*** Opening Information supplied ***

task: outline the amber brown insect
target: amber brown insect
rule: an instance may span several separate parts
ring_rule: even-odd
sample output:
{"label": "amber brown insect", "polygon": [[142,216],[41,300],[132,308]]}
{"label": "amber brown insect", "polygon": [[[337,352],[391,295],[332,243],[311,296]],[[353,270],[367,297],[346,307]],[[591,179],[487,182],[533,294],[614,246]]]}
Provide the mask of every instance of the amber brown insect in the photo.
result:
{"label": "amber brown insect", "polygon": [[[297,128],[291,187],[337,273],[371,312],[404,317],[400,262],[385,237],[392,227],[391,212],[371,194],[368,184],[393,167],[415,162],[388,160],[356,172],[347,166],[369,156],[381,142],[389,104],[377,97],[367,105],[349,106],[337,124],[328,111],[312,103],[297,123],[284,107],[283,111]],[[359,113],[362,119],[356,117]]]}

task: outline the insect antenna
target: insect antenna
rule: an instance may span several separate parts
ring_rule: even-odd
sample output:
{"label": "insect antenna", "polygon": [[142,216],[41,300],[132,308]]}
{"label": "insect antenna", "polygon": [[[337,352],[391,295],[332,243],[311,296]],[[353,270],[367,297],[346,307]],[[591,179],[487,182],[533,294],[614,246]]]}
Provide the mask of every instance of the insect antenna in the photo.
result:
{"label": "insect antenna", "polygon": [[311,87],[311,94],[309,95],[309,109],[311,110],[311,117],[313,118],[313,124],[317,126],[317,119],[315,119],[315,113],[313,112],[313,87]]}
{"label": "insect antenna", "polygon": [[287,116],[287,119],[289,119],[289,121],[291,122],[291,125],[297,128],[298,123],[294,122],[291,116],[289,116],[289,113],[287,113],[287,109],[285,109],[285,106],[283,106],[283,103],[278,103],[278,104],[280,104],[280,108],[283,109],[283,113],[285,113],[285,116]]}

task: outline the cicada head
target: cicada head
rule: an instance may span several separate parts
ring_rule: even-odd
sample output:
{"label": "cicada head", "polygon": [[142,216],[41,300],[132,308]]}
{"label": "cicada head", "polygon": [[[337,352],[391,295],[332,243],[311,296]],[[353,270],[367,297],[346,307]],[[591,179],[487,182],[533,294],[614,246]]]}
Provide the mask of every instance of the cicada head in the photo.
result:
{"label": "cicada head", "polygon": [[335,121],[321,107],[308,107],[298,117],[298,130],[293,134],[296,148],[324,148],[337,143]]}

*** Closing Information supplied ***

Task requirements -
The full listing must be retyped exactly as it stands.

Response box -
task: outline the amber brown insect
target: amber brown insect
rule: an instance may span several separate parts
ring_rule: even-odd
sample output:
{"label": "amber brown insect", "polygon": [[142,216],[41,300],[132,308]]}
{"label": "amber brown insect", "polygon": [[[337,352],[391,295],[332,243],[311,296]],[[353,270],[367,297],[346,307]],[[591,179],[487,182],[533,294],[614,246]]]}
Provide the mask of every instance of the amber brown insect in the photo.
result:
{"label": "amber brown insect", "polygon": [[[297,128],[291,187],[337,273],[371,312],[404,317],[400,262],[385,237],[392,227],[391,212],[371,194],[368,184],[393,167],[415,162],[388,160],[356,172],[347,166],[369,156],[381,142],[389,104],[377,97],[367,105],[349,106],[337,124],[328,111],[312,103],[297,123],[284,107],[283,111]],[[359,113],[362,119],[356,117]]]}

task: outline the insect antenna
target: insect antenna
rule: an instance may span several separate parts
ring_rule: even-odd
sample output:
{"label": "insect antenna", "polygon": [[142,216],[41,300],[132,308]]}
{"label": "insect antenna", "polygon": [[[337,352],[391,295],[332,243],[311,296]],[[353,270],[367,297],[346,307]],[[591,179],[487,182],[533,294],[614,246]]]}
Provide the mask of every instance of the insect antenna in the photo.
result:
{"label": "insect antenna", "polygon": [[311,87],[311,94],[309,95],[309,109],[311,110],[311,117],[313,118],[313,124],[317,126],[317,119],[315,119],[315,113],[313,112],[313,87]]}
{"label": "insect antenna", "polygon": [[287,116],[287,119],[289,119],[289,121],[291,122],[291,125],[297,128],[298,123],[294,122],[291,116],[289,116],[289,113],[287,113],[287,109],[285,109],[285,106],[283,106],[283,103],[278,103],[278,104],[280,104],[280,108],[283,109],[283,113],[285,113],[285,116]]}

task: outline the cicada head
target: cicada head
rule: an instance may span several separate parts
ring_rule: even-odd
sample output:
{"label": "cicada head", "polygon": [[142,216],[41,300],[132,308]]}
{"label": "cicada head", "polygon": [[[337,352],[391,295],[332,243],[311,296]],[[353,270],[367,297],[346,307]],[[591,179],[487,182],[533,294],[614,246]]]}
Provide the mask of every instance of the cicada head in the photo.
result:
{"label": "cicada head", "polygon": [[335,121],[321,107],[308,107],[298,117],[298,130],[293,134],[296,148],[324,148],[337,143]]}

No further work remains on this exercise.